(TEXT UNDER STUDY begins)

The present invention relates to 4-alkyl-/4-alkenyl-/4-alkynylmethyl/-1-aryl-cyclohexylamine compounds, to processes for their preparation, to pharmaceutical compositions containing these compounds and to the use of 4-alkyl-/4-alkenyl-/4-alkynylmethyl/-1-aryl-cyclohexylamine compounds for producing pharmaceutical compositions and for treating or inhibiting pain and other specified conditions involving the ORL1 receptor.
The heptadecapeptide nociceptin is an endogenous ligand of the ORL1 (opioid receptor-like) receptor (Meunier et al, Nature 377, 1995, pp. 532 to 535), which belongs to the opioid receptor family and can be found in many regions of the brain and spinal chord and has a high affinity for the ORL1 receptor. The ORL1 receptor is homologous to the ∥, κ and δ opioid receptors, and the amino acid sequence of the nociceptin peptide has a strong similarity to those of the known opioid peptides. The nociceptin induced activation of the receptor leads, via the coupling with Gi/o proteins, to inhibition of adenylate cyclase (Meunier et al, Nature 377, 1995, pp. 532 to 535).
After intracerebroventricular administration, the nociceptin peptide exhibits pronociceptive and hyperalgesic activity in various animal models (Reinscheid et al, Science 270, 1995, pp. 792 to 794). These findings can be described as inhibition of stress-induced analgesia (Mogil et al, Neuroscience 75, 1996, pp. 333 to 337). In this connection, anxiolytic activity of the nociceptin could also be demonstrated (Jenck et al, Proc. Natl. Acad. Sci. USA 94, 1997, 14854 to 14858).

(TEXT UNDER STUDY ends)

(WORK INSTRUCTIONS)
a) Echo the part of the ORL1 patent text that opens with the words containing "After intracerebroventricular administration, the" and closes with "14854 to 14858).".
b) Summarize the ORL1 patent text in two sentences.
c) Answer these questions from the ORL1 patent text:
(i) What kind of peptide is nociceptin called?
(ii) Through coupling with which proteins does nociceptin-induced receptor activation lead to inhibition of adenylate cyclase?
(iii) Which authors reported the pronociceptive and hyperalgesic activity of nociceptin in Science?

(RECORD EXTRACTS begins)

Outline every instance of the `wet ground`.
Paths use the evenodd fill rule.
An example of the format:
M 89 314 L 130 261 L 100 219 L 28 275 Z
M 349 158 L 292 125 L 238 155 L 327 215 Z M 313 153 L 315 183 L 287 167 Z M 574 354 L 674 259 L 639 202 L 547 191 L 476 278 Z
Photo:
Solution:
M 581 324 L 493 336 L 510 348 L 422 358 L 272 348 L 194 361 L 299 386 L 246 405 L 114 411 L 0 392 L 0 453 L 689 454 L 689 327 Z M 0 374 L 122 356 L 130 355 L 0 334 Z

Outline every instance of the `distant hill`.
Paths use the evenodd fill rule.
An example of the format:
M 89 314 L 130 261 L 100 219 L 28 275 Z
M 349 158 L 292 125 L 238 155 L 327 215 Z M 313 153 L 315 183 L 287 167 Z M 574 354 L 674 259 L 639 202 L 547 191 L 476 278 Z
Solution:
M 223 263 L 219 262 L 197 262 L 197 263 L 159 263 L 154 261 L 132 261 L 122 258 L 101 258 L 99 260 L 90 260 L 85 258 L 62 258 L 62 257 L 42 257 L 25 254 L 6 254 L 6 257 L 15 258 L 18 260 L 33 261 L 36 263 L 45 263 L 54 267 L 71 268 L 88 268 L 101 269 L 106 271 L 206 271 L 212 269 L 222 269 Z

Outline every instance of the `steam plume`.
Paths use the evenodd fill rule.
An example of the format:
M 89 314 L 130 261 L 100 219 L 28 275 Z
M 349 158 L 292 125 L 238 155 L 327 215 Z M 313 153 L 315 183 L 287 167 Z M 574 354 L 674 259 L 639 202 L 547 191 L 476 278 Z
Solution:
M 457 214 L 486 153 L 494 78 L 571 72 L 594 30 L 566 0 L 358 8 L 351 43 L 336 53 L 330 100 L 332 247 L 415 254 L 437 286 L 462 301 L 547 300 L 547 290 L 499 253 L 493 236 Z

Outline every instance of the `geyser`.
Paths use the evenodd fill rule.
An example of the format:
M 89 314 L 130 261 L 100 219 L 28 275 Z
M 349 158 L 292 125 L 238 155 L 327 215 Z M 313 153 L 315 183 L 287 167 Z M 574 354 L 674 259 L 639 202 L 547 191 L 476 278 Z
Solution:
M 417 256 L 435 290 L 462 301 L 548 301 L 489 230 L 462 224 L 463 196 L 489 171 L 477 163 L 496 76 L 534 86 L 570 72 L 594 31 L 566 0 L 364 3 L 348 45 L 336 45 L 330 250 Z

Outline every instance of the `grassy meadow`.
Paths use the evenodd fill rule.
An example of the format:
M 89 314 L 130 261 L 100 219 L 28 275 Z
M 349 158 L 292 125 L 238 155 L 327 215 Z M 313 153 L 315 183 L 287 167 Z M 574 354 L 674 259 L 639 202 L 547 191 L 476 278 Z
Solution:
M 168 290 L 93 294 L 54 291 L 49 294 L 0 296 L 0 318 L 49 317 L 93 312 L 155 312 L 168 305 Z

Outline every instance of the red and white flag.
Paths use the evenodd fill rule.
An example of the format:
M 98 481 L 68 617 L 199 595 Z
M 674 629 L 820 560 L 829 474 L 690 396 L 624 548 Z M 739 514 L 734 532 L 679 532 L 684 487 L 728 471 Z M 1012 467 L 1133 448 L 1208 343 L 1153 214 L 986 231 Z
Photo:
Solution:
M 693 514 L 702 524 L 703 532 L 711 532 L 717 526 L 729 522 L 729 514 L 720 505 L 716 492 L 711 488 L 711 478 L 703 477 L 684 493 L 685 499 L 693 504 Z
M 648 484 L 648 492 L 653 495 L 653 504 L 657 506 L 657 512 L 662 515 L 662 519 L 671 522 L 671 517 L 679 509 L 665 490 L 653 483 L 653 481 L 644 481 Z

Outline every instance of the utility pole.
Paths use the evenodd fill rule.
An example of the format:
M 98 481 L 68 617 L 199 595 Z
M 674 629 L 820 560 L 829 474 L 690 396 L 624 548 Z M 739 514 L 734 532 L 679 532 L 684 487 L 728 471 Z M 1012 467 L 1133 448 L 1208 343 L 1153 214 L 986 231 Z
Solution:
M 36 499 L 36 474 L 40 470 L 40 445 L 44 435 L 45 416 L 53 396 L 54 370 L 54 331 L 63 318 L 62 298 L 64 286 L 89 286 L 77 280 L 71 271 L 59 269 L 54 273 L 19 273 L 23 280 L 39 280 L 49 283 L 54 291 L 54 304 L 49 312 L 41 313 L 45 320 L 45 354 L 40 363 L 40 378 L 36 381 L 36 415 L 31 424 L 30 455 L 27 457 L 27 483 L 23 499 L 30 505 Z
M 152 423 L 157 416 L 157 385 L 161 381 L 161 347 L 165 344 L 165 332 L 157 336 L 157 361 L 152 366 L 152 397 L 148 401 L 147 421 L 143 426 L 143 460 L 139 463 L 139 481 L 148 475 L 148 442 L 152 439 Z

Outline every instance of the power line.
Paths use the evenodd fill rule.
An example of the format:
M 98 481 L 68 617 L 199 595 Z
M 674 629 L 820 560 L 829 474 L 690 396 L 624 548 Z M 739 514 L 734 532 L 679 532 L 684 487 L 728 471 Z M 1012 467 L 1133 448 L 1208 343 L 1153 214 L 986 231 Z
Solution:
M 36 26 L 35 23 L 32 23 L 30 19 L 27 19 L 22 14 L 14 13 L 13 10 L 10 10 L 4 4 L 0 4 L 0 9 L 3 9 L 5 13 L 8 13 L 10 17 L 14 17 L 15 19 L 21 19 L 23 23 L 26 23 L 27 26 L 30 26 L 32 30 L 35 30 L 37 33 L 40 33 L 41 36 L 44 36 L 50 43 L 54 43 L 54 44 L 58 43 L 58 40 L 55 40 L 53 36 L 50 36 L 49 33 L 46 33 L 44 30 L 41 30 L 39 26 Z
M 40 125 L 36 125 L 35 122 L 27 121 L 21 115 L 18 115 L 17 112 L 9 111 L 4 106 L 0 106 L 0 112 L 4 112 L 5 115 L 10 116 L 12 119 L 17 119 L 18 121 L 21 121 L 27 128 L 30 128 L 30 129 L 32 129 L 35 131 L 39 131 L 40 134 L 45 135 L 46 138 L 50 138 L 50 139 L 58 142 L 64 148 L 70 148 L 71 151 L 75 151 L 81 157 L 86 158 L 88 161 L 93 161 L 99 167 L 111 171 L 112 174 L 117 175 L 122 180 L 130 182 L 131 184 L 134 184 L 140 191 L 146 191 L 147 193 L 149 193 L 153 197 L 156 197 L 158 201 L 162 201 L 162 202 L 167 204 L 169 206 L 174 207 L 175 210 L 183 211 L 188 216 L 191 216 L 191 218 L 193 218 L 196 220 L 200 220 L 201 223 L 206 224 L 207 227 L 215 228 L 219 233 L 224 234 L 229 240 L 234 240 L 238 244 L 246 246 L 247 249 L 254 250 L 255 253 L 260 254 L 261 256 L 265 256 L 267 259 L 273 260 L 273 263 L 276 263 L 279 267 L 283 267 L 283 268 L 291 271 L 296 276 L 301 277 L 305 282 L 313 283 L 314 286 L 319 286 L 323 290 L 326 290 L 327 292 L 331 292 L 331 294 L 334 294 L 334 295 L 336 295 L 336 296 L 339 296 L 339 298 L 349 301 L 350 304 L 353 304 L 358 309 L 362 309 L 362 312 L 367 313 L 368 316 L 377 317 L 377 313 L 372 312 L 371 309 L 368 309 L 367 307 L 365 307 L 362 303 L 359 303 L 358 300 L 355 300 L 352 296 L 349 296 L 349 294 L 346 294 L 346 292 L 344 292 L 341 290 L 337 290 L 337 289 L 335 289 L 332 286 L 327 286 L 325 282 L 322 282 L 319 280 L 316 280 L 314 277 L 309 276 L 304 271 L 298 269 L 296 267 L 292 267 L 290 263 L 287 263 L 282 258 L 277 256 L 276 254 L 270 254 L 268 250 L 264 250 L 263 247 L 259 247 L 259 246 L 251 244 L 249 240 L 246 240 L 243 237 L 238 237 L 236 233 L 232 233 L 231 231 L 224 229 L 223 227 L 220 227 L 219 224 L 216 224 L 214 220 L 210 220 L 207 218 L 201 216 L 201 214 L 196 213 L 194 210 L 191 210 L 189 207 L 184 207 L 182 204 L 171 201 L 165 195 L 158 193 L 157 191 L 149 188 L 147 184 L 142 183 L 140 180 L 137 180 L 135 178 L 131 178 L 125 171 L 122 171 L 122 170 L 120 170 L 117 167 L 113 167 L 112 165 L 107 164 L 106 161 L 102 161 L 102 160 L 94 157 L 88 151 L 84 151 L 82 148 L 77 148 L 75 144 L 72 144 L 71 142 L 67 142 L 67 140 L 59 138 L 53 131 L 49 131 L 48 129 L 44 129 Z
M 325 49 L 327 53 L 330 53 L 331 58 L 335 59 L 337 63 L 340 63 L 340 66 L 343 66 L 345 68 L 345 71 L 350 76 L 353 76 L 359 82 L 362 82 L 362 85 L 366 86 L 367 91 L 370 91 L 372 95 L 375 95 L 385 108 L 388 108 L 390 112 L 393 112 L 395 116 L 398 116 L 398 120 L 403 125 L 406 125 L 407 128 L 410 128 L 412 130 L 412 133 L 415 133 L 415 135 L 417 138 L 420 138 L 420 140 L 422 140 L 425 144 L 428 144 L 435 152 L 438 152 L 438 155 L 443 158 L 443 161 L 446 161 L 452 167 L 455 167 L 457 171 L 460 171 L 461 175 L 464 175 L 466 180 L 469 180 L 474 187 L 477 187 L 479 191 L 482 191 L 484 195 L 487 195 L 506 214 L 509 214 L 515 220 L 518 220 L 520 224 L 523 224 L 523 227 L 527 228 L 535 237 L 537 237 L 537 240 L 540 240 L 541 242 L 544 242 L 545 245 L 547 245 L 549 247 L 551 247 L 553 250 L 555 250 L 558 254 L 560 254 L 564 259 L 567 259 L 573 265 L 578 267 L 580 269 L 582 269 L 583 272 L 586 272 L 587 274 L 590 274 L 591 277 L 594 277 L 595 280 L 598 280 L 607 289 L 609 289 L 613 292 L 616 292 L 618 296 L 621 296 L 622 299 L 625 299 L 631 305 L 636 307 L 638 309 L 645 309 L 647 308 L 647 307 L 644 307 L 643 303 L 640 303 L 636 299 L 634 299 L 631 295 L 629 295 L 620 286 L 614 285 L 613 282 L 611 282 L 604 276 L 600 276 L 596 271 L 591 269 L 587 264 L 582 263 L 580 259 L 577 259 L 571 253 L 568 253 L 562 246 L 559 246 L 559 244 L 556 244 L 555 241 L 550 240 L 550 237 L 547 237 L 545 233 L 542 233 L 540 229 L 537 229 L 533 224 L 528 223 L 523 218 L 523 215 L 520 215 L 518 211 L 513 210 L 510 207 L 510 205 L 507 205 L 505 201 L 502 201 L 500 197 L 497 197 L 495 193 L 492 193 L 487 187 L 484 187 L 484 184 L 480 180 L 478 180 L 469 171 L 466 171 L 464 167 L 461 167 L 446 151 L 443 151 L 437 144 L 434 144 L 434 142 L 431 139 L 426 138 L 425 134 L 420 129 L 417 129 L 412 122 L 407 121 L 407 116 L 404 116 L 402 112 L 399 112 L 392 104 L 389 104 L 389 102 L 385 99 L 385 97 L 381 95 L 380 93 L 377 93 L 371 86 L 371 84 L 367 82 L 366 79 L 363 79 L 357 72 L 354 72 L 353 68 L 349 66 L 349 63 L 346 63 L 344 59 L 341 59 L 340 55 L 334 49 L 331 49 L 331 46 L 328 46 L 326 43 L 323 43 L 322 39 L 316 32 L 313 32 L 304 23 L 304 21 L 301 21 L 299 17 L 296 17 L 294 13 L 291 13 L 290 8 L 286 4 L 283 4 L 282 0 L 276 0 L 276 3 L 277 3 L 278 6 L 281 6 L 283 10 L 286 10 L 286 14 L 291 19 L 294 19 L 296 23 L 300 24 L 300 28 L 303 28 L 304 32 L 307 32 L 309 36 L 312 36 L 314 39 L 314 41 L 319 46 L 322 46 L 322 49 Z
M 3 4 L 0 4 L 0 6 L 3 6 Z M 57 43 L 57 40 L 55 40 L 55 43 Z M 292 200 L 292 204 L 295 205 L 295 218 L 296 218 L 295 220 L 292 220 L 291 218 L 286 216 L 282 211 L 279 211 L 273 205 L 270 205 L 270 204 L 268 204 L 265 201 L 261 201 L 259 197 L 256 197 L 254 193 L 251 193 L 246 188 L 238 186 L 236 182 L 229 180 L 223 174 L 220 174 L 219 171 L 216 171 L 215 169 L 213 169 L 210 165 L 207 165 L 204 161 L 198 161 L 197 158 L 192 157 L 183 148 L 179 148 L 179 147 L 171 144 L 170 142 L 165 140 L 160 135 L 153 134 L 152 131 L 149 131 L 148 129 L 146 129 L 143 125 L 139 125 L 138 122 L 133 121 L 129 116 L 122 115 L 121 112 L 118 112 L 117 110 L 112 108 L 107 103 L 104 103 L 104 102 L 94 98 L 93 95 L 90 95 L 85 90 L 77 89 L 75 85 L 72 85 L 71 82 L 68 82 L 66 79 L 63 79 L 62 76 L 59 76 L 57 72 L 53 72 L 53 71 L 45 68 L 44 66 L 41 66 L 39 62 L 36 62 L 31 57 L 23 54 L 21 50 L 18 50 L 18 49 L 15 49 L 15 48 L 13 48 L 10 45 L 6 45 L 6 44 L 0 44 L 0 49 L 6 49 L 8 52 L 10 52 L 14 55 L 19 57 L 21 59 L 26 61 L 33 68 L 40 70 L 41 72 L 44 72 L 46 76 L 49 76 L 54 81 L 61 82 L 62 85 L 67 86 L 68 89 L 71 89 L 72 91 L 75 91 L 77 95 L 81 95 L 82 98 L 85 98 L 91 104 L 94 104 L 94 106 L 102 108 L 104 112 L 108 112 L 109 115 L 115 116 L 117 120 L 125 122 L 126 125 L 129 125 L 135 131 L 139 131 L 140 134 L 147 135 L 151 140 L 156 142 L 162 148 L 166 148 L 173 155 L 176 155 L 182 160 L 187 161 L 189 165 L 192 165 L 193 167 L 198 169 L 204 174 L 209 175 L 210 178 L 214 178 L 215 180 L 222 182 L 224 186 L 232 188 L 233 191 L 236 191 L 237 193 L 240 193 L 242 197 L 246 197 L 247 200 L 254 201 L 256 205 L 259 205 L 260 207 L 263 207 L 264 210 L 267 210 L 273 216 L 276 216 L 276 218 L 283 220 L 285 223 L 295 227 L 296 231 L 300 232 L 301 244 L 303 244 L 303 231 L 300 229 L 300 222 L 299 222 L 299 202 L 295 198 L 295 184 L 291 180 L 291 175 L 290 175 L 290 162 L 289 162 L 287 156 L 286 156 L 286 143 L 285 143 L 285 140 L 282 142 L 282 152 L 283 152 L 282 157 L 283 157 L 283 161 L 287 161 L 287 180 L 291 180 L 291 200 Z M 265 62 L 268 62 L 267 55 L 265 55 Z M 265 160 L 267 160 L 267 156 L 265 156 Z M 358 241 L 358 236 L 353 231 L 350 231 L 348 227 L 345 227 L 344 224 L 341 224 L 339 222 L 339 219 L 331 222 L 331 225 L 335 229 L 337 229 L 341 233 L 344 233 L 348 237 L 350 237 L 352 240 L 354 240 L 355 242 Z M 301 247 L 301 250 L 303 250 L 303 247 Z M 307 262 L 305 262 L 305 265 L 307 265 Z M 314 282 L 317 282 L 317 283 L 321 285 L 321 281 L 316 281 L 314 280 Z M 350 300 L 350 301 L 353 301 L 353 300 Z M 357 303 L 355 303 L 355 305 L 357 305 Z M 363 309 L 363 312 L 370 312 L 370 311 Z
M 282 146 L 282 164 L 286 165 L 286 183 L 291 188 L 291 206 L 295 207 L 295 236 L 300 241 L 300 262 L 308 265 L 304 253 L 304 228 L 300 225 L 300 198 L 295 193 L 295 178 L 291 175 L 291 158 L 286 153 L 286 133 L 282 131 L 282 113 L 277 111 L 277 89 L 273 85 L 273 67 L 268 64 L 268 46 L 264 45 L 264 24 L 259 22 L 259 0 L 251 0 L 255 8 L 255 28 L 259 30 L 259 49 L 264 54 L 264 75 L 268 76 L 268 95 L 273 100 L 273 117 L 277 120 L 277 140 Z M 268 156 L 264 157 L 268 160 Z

(RECORD EXTRACTS ends)

(ANSWERS FOR THIS EXERCISE)
a)
After intracerebroventricular administration, the nociceptin peptide exhibits pronociceptive and hyperalgesic activity in various animal models (Reinscheid et al, Science 270, 1995, pp. 792 to 794). These findings can be described as inhibition of stress-induced analgesia (Mogil et al, Neuroscience 75, 1996, pp. 333 to 337). In this connection, anxiolytic activity of the nociceptin could also be demonstrated (Jenck et al, Proc. Natl. Acad. Sci. USA 94, 1997, 14854 to 14858).

b) The text concerns 4-alkyl-/4-alkenyl-/4-alkynylmethyl/-1-aryl-cyclohexylamine compounds, their preparation, pharmaceutical compositions containing them and their use for treating or inhibiting pain and other conditions involving the ORL1 receptor. Nociceptin, an endogenous ligand of the ORL1 receptor, inhibits adenylate cyclase through coupling with Gi/o proteins and, after intracerebroventricular administration, shows pronociceptive and hyperalgesic activity in animal models; anxiolytic activity of nociceptin has also been demonstrated.

c)
(i) A heptadecapeptide.
(ii) Gi/o proteins.
(iii) Reinscheid et al.